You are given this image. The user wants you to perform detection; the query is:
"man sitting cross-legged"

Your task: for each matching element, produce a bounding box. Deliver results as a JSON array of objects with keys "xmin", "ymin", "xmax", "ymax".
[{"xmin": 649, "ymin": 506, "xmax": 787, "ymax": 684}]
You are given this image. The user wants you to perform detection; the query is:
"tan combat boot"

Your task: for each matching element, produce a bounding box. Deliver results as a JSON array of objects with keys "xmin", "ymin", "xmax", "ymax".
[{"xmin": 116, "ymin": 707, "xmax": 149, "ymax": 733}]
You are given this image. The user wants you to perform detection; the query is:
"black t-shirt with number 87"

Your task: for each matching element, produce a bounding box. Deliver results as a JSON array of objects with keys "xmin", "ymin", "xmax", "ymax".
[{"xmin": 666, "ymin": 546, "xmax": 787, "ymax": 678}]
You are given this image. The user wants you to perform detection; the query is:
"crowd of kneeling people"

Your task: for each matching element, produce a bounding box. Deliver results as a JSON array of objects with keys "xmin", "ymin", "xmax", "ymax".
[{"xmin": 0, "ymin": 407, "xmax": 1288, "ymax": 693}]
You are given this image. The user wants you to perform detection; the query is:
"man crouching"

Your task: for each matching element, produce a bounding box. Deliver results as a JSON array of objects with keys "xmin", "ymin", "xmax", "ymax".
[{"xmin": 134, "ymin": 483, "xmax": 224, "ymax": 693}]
+ + +
実施課題: 上に示したすべてのエントリの行を、空行を除いて番号付きリストの形で示してください。

課題の解答:
1. You are given this image. The user wants you to perform detection; the query is:
2. "man sitting cross-legged"
3. Your task: for each matching element, produce a bounding box. Deliver results as a JSON array of objects with keys "xmin", "ymin", "xmax", "ymax".
4. [{"xmin": 649, "ymin": 506, "xmax": 787, "ymax": 684}]
5. You are given this image. The user wants you to perform detection; the query is:
6. "tan combat boot"
7. Your task: for each matching element, produce a bounding box. Deliver results as a JSON array of objects with keys "xmin", "ymin", "xmax", "ymax".
8. [{"xmin": 116, "ymin": 707, "xmax": 149, "ymax": 733}]
9. You are given this image. The user wants you to perform detection; the query is:
10. "black t-shirt with number 87"
11. Your task: for each matching element, produce a bounding box. Deliver results as a JSON array of objects with keys "xmin", "ymin", "xmax", "ymax".
12. [{"xmin": 666, "ymin": 546, "xmax": 787, "ymax": 678}]
13. You are given this image. The user wants you to perform detection; the query is:
14. "crowd of kneeling people"
15. Your task: for each matching element, produce a bounding box. Deliver results as a JSON array of objects with keys "xmin", "ymin", "xmax", "ymax".
16. [{"xmin": 0, "ymin": 407, "xmax": 1288, "ymax": 693}]
17. You are given this image. The user wants you to perform detection; the query is:
18. "man crouching"
19. Your task: for each matching element, produce a bounding box. Deliver results as a JSON array of objects with keys "xmin", "ymin", "xmax", "ymax".
20. [{"xmin": 134, "ymin": 483, "xmax": 224, "ymax": 693}]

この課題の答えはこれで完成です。